- Lesetext -

--------------------------------------------------

Begleitet von einem Kernquartett um Leonard Cohen-Bassist Roscoe Beck genießt Niedecken hier eine Freiheit, die Cohen selbst in seinen letzten Jahren zum dritten Frühling verhalf: Fernab jedes Bandleadertums darf der 66-Jährige einfach mal wieder nur Sänger und Gitarrist sein.

Gemeinsam mit zahlreichen vor Ort engagierten Musikern webt Beck ein fein gesäumtes Netz aus Slide-Gitarren, Bläsern, Mundharmonika und Flamenco-Einschüben, das ohne unnütze Überlagerungen auskommt. Der Minimalismus der "Zosamme Alt"-Platte schimmert dabei nicht immer durch – mit den behutsamen Schlagzeugeinsätzen würden Stücke wie "Frankie Un Er" auch auf dem jüngsten BAP-Album nicht überraschen.

Niedecken hat in den vergangenen Jahren schließlich immer wieder gezeigt, dass er gewillt ist, auch mit BAP musikalisch einen Gang zurückzuschalten. Braucht es also zwangsläufig eine weitere Americana-Aufbereitung von Stücken, die teils schon auf Kollaborationsalben mit der WDR Big Band, dem "BAP zieht den Stecker"-Album, diversen Liveplatten und der Unplugged-Version von "Radio Pandora" erschienen sind?

Zumindest heiligt der Zweck die Mittel. Dank der thematisch eingeschränkten Selektionmöglichkeiten versucht Niedecken seinen Anhängern natürlich nicht die zwanzigste Version von "Do Kanns Zaubere", "Kristallnaach" oder "Verdamp Lang Her" (trotz kurzer Anspielung) aufzutischen. Die Auswahl vergleichsweise unbekannterer Stücke und der gänzliche Verzicht auf Hits ist durchaus lobenswert. Vielleicht ist "Reinrassije Strooßekööter" aber auch eben darum in erster Linie ein Werk für (Kölsche) Die-Hard-Fans.

--------------------------------------------------

- Vorliegendes Material -
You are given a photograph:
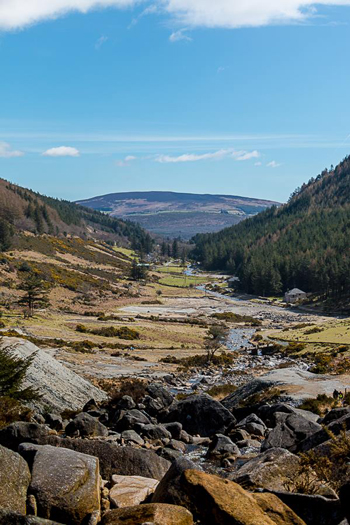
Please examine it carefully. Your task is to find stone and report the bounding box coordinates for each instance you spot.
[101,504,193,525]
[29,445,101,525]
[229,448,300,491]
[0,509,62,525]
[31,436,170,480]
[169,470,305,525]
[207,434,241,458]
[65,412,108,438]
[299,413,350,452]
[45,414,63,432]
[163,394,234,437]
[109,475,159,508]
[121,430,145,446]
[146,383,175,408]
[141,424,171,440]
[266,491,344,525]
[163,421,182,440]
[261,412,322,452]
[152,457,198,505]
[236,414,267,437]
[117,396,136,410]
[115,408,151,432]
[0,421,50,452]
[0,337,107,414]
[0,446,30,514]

--------------------------------------------------

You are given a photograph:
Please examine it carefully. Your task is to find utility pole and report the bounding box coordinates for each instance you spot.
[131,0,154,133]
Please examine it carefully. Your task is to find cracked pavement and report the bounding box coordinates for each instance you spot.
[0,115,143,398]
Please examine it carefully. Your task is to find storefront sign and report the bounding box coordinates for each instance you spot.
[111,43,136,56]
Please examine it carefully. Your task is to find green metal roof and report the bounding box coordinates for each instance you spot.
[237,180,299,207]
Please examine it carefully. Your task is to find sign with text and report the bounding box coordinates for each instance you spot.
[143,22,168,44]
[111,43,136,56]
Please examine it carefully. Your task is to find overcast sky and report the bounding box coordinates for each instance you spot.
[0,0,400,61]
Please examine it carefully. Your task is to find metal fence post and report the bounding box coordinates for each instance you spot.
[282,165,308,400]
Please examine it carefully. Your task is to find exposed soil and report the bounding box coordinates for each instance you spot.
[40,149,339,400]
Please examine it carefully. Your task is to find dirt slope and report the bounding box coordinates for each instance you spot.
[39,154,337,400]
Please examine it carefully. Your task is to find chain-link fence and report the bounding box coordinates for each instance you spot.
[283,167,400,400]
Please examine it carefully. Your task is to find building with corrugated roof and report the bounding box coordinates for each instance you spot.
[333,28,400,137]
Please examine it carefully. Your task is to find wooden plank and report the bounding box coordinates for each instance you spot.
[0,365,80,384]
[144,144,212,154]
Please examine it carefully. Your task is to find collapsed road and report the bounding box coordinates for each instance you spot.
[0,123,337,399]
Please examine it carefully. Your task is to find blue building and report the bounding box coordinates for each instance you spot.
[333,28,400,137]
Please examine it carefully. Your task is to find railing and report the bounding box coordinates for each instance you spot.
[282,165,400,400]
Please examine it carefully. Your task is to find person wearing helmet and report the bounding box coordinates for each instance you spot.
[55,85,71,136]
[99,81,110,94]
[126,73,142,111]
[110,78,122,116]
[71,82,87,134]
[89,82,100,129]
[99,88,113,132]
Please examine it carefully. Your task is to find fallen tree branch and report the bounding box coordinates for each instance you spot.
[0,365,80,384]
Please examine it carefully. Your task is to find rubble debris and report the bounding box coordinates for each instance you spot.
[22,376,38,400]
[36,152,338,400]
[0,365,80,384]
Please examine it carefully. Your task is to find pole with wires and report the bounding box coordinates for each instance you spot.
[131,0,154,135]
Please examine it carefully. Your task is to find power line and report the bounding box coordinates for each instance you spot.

--------------------------------------------------

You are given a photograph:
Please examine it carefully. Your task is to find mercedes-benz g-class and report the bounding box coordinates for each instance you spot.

--------------------------------------------------

- Aufgaben -
a – Um welchen Musiker herum ist laut dem Lesetext das Kernquartett gebildet, das Niedecken begleitet?
b – Führen Sie den Lesetext über Niedeckens Album im Anschluss an seinen letzten Satz fort.

- Ergebnisse je Aufgabe -
a – Um Roscoe Beck, den Bassisten von Leonard Cohen.

b –
Ist man der kölsche Sprache einmal mächtig, gibt Niedecken schließlich nach wie vor einen erstklassigen Storyteller ab. Das zeigen nicht nur von Lokalkolorit ("Chlodwigplatz") und "Imagine"-Reminiszenzen ("Wie Schön Dat Wöhr") geprägte Stücke, sondern auch seine fragmentarisch-bildhafte Fotoalben-Erzählweise in Nummern wie "Chippendale-Desch".

Ein derartiges Interesse an den privaten Hintergründen des Kölschrock-Oberhaupts muss sich aber erst einmal entwickeln. Doch es ist die allgemeingültige Chronologie einer im Krieg zerpflückten Familie, die viele Urkölner in ihrer eigenen Vergangenheitsbewältigung auf sich beziehen können.

Und selbst wenn nicht: Die Lebensgeschichte von Vorbild Cohen hat Menschen aus aller Herren Länder in seinen Bann gezogen. Aber natürlich ist Niedecken kein Cohen. Kein Lebemann. Nur einer der würdigsten deutschen Geschichtenerzähler überhaupt.

Trackliste

  1. 1. Reinrassije Strooßekööter
  2. 2. Weißte Noch
  3. 3. Chippendale-Desch
  4. 4. Dä Letzte Winter Em Letzte Kreech
  5. 5. Chlodwigplatz
  6. 6. Bahnhofskino
  7. 7. Für 'ne Fründ
  8. 8. Jebootsdaachspogo (Jungs)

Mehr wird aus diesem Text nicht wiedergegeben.